» **Object point labels**:
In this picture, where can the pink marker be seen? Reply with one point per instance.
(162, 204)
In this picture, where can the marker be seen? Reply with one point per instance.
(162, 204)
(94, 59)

» **What you need to do**:
Write out the lines of all the entries above as a JSON list of strings, with each line as its own string and blank lines omitted.

» **The completed task**:
[
  "In this picture, where can the pink marker be seen? Reply with one point per instance.",
  "(162, 204)",
  "In this picture, where can the marker be seen? Reply with one point per instance.",
  "(162, 204)",
  "(94, 59)"
]